[Start]
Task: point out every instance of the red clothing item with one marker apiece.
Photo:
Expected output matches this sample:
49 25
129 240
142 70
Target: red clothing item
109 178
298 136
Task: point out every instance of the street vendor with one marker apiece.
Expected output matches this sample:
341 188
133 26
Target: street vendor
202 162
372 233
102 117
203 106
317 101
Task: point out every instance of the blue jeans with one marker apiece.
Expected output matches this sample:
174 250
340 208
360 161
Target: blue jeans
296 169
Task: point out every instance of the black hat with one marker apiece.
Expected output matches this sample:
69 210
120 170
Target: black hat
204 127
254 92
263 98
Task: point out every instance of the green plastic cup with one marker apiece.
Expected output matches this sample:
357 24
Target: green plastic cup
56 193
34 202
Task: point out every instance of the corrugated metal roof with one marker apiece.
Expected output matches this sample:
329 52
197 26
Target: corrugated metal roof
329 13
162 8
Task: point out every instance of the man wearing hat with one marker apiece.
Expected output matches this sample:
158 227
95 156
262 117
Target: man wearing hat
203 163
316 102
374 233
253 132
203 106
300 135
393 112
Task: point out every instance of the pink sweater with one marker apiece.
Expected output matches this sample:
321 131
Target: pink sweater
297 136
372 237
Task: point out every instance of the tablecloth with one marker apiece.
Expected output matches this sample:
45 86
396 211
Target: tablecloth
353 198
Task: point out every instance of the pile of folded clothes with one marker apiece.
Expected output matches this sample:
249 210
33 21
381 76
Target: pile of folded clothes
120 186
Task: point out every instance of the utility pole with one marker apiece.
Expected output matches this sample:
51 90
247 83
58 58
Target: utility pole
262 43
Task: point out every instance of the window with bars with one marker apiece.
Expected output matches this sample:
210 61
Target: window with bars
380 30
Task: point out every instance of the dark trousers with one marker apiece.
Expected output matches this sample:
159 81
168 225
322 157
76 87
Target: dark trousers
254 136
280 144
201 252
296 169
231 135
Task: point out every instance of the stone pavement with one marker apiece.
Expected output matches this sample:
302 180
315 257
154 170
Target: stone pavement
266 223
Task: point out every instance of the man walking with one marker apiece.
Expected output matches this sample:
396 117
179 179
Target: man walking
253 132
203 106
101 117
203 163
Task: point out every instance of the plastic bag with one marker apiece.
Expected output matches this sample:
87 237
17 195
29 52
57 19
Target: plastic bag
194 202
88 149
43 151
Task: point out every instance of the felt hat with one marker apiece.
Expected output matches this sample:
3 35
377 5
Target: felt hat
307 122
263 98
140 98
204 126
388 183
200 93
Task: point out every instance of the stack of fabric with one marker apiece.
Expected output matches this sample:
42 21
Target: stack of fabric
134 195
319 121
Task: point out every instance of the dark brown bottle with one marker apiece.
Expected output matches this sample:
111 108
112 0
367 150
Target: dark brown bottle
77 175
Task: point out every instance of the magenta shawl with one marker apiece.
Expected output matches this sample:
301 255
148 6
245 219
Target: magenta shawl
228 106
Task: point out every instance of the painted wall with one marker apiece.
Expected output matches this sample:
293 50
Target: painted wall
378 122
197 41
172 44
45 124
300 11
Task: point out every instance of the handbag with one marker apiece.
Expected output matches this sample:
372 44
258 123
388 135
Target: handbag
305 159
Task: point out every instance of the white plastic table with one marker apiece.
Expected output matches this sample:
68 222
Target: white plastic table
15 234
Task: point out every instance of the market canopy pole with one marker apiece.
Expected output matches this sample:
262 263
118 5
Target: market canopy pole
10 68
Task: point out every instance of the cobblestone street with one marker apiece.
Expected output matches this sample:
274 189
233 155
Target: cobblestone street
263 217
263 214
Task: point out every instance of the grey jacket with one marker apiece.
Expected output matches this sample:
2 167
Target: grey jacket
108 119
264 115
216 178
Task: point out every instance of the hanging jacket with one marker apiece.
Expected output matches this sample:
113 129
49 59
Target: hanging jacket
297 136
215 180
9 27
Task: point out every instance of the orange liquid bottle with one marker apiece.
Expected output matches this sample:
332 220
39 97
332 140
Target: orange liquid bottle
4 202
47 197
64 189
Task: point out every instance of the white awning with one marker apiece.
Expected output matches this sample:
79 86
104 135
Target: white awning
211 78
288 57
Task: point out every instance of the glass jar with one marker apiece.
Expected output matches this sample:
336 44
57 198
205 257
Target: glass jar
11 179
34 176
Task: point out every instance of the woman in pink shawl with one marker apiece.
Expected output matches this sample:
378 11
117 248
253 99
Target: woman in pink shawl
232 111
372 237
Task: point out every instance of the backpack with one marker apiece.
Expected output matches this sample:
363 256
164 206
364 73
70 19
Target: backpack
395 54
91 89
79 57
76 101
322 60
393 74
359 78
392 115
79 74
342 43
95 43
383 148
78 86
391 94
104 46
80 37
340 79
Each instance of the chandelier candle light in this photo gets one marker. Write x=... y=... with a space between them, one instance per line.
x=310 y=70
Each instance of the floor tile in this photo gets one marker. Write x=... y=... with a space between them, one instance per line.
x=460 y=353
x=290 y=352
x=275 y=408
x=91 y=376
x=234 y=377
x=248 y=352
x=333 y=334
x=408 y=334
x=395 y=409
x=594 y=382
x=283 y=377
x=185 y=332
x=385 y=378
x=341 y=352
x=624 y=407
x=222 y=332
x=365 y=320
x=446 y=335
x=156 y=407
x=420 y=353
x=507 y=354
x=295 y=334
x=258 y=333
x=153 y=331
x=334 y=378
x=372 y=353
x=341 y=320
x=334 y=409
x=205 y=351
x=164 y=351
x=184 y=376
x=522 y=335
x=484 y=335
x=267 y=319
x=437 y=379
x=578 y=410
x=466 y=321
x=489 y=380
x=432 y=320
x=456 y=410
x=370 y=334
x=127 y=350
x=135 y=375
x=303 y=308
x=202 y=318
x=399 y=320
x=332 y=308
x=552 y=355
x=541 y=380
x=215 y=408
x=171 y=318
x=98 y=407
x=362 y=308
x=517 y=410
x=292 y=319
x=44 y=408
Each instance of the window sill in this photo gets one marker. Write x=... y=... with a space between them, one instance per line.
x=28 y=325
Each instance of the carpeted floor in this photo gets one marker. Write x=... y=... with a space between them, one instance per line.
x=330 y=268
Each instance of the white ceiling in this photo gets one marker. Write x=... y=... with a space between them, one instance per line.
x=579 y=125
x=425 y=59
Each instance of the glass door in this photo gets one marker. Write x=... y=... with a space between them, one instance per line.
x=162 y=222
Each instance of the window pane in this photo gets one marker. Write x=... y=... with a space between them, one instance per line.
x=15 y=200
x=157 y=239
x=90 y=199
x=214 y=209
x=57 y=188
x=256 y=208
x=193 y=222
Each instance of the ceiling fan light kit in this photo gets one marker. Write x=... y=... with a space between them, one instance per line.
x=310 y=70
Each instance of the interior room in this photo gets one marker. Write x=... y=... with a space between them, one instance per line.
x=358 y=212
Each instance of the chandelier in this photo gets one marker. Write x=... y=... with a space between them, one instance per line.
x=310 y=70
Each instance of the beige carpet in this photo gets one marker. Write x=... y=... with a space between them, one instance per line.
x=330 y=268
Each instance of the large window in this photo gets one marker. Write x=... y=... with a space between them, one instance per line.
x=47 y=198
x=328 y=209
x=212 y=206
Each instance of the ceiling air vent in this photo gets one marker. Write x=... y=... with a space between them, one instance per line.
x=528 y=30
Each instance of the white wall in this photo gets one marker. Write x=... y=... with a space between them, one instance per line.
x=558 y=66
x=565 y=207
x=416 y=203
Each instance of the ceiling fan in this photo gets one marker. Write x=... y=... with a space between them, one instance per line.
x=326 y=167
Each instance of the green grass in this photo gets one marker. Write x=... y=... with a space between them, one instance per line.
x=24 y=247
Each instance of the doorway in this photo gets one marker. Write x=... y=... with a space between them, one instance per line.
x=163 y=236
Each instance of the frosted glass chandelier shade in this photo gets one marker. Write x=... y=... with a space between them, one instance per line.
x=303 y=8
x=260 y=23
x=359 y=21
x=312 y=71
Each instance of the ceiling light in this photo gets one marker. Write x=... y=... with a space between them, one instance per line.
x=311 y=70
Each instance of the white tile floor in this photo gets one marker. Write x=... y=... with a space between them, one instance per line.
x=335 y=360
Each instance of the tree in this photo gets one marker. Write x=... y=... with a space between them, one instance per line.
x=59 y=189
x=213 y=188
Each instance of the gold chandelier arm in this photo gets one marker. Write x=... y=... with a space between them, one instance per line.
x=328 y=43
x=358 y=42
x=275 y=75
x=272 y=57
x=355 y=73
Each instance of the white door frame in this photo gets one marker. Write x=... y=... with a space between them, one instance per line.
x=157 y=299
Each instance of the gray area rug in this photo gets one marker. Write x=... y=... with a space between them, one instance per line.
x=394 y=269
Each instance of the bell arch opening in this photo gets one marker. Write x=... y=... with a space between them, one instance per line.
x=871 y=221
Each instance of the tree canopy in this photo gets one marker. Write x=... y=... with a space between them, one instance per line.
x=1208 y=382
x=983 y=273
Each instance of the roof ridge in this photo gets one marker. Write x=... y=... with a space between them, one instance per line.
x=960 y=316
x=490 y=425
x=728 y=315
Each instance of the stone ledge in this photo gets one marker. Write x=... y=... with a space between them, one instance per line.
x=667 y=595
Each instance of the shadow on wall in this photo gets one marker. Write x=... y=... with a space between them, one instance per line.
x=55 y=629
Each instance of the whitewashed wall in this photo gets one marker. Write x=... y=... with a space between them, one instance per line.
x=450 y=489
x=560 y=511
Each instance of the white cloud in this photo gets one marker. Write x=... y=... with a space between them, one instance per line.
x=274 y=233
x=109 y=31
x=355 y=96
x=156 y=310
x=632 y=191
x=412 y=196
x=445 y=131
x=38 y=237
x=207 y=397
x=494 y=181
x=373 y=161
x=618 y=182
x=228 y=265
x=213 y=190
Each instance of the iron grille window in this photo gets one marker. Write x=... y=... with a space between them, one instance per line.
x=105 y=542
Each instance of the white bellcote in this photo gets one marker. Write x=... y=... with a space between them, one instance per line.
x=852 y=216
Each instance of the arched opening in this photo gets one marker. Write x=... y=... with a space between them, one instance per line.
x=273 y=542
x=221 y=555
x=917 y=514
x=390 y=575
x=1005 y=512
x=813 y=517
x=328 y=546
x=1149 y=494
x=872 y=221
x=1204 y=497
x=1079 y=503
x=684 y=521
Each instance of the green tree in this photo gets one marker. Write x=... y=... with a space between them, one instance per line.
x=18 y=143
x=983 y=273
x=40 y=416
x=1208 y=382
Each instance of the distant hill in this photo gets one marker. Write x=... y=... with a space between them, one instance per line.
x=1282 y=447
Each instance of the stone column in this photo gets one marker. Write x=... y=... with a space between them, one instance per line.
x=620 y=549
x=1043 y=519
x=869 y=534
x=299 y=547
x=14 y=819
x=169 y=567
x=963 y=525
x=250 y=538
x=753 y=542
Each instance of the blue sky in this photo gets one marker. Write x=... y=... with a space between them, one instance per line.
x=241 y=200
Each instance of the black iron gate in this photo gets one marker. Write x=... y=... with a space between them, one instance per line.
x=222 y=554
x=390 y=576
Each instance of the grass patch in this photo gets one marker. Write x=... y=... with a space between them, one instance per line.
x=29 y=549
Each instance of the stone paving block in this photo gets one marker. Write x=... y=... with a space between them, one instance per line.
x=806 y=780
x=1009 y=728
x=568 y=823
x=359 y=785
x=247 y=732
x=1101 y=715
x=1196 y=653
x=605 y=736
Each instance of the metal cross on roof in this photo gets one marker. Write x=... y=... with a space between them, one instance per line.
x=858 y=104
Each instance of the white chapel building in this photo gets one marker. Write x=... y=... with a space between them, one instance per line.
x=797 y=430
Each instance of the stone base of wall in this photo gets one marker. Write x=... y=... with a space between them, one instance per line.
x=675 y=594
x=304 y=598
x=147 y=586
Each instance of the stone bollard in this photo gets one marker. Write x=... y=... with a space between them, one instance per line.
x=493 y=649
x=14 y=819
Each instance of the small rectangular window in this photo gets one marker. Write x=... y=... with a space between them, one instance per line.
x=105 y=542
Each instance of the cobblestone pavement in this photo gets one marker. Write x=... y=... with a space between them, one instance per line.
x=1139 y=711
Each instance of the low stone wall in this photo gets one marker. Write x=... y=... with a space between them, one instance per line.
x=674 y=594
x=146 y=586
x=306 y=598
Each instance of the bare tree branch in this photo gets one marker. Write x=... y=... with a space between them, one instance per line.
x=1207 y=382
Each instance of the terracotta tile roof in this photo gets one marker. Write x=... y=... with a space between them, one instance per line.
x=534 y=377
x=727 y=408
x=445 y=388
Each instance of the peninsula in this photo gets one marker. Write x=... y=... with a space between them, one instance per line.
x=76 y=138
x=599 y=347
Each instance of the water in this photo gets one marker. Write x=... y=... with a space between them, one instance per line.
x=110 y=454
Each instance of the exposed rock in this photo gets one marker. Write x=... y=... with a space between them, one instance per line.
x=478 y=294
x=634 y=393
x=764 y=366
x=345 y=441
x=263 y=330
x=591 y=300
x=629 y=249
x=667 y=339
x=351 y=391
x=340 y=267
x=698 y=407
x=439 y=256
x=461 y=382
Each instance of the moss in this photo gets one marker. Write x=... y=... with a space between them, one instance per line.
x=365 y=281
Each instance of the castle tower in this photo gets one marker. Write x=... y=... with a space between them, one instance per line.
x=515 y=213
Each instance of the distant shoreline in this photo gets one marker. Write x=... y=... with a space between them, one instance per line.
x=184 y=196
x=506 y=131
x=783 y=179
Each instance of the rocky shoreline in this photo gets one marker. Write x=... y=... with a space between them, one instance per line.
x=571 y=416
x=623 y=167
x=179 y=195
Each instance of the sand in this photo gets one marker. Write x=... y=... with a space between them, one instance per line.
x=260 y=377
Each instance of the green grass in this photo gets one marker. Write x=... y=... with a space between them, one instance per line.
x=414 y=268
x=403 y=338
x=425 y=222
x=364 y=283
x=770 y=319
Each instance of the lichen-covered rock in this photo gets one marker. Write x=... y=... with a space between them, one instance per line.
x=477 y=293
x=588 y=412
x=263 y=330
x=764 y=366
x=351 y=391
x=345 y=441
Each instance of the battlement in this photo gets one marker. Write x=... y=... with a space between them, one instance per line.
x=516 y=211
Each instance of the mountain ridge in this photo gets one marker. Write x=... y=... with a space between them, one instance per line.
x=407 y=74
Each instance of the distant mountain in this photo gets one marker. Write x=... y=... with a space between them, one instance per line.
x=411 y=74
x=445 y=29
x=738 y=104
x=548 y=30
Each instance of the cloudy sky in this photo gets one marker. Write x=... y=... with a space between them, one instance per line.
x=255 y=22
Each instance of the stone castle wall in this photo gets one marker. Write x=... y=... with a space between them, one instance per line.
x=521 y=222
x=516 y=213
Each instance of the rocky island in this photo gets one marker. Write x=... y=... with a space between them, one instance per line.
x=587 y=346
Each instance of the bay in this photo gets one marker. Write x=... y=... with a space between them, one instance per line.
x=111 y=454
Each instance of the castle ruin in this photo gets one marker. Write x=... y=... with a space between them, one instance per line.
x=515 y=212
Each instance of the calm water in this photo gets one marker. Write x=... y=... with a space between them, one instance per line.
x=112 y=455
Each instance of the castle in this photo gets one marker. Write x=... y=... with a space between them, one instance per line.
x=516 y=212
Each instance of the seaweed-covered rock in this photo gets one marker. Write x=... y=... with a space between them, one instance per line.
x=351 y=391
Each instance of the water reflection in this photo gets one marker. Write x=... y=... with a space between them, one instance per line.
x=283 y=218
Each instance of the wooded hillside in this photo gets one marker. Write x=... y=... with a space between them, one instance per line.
[End]
#### [SET PROBLEM]
Begin at the line that contains "Each instance of the castle in" and continue through the last line of the items, rewriting every line in that span. Multiply each x and y coordinate value by 1.85 and round it to a whole number, with halves rounded up; leave every other line unchanged.

#### [TASK RESULT]
Each instance of the castle in this photo gets one marker. Write x=... y=... with a space between them, one instance per line.
x=955 y=392
Each instance of the seaweed-covered rock in this photo gets one marker. Write x=... y=... with a space between them, one instance per line.
x=649 y=723
Each instance of the water reflection in this photo gets one marker. Write x=... y=... with a space between them, one instance per line.
x=524 y=403
Each instance of the wooded hillside in this photo gets one marker. Write x=... y=... with a space between them, one instance per line.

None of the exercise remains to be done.